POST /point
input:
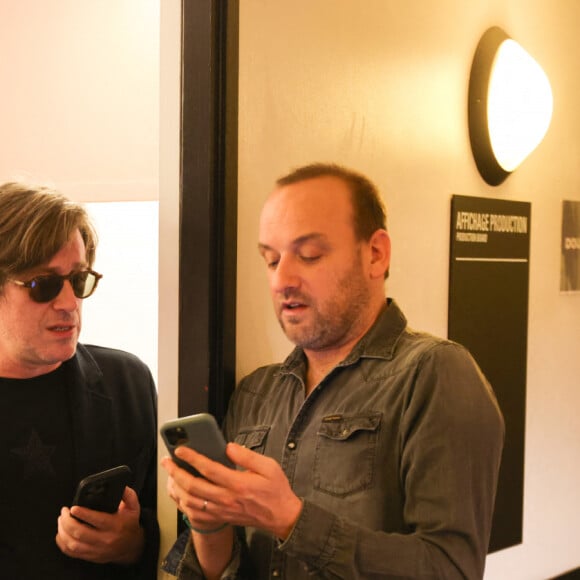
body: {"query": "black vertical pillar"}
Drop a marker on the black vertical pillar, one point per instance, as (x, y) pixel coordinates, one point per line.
(208, 208)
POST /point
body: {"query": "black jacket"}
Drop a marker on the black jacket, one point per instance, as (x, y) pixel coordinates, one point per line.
(114, 421)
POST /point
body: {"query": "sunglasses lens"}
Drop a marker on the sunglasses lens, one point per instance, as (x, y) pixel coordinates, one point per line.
(83, 283)
(45, 288)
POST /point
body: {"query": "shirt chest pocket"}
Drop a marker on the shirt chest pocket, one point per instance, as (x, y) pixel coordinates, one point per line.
(346, 447)
(253, 438)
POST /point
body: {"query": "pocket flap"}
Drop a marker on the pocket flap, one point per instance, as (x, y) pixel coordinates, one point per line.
(341, 427)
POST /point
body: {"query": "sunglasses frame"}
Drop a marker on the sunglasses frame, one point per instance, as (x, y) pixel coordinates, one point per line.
(32, 284)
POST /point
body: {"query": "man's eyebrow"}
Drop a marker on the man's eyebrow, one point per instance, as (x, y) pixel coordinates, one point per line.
(299, 241)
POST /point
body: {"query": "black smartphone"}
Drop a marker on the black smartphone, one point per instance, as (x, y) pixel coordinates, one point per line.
(103, 491)
(200, 432)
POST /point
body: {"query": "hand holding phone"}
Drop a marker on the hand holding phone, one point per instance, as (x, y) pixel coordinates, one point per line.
(201, 433)
(103, 491)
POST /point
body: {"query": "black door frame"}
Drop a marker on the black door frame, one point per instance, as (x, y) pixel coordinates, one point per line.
(208, 205)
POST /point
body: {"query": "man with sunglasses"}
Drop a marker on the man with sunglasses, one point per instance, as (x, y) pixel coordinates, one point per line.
(67, 410)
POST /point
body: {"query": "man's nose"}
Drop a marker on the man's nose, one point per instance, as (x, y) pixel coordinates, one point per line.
(286, 275)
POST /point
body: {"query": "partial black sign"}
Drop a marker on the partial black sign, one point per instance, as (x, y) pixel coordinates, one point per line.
(488, 313)
(570, 263)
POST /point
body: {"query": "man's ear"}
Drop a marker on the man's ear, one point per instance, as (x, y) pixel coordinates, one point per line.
(380, 247)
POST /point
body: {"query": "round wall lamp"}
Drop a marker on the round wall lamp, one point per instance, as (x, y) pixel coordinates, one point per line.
(509, 105)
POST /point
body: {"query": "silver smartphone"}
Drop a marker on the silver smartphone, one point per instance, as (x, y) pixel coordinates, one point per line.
(201, 433)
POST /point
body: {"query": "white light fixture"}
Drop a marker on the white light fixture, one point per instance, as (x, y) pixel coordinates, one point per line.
(509, 105)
* * * * *
**Task statement:** Copy the material shown above in full and exactly. Skip the pictures.

**Solution for this exercise:**
POST /point
input:
body: {"query": "black vertical pillar"}
Drop a marker on the black vertical pillar, one point per instance, as (x, y) pixel coordinates, one point per line.
(208, 208)
POST /point
body: {"query": "black jacket"}
Drop a marker on the black jacket, one point per instance, as (x, y) pixel coordinates, one point per line.
(114, 421)
POST /point
body: {"query": "sunglasses lens"}
Drop a marker on the sunglasses lens, one point per instance, as (x, y) pixel coordinates, one point per line.
(83, 283)
(45, 288)
POST /point
body: {"query": "shirt chest pocket"}
Drop a marker on the shirt chest pocket, one point per instance, as (x, y) pixel coordinates, one point per line.
(346, 447)
(253, 438)
POST /point
body: {"query": "pocket flap"}
Drop a marker on the pocket flap, one point per instance, as (x, y) pixel coordinates, one point per line.
(341, 427)
POST /point
body: {"query": "sunglasses frame"}
Drop a marker on the sunglasses frame, one point per instance, as (x, y) pixel coordinates, one point per line.
(32, 284)
POST /point
body: {"query": "man's eyebrow"}
Drop a marker on the man's eyebrow, one point per instance, as (x, y) pixel coordinates, one point per line.
(299, 241)
POST /point
body: {"query": "black smartphone"}
Drop a marker on the black smartphone, one point per instance, as (x, y) pixel coordinates, one point per line.
(103, 491)
(200, 432)
POST /point
body: {"query": "hand holding phone"}
Drop a marker on the hand holding phone, one point per instance, as (x, y) pixel coordinates, one point per line.
(201, 433)
(103, 491)
POST /point
body: {"query": "black door frame"}
Drop a marker on the black door frame, one point per instance, as (x, y) pixel coordinates, one point per line.
(208, 205)
POST /point
body: {"query": "man with sunglasses"}
Drop a marker on the man with sunglasses, one point per instance, as (x, y) pixel coordinates, one point per line.
(67, 410)
POST /point
body: {"query": "man's nose"}
Drop a marker on the man's nose, one point per instance, as (x, y) pixel coordinates, one point per line.
(286, 275)
POST /point
body: {"query": "partial black sign"}
Drop a marker on the partial black sign, one point per instance, as (x, y) pixel coordinates, one point per line.
(488, 313)
(570, 263)
POST /point
body: {"query": "man's ear"}
Drop a marker on the man's ear, one point per instance, as (x, y) pixel coordinates, one point per line.
(380, 247)
POST /point
body: {"query": "round wall lamp"}
Drop a marker on the round wall lamp, one point per instance, as (x, y) pixel coordinates, one point per line.
(509, 105)
POST /point
body: {"query": "silver smartphone"}
Drop a marker on the silver smartphone, one point per instance, as (x, y) pixel coordinates, one point per line.
(201, 433)
POST /point
body: {"query": "white light fixture"}
Drop a marker on the white light fixture, one point per instance, as (x, y) pixel coordinates, one point per line.
(509, 105)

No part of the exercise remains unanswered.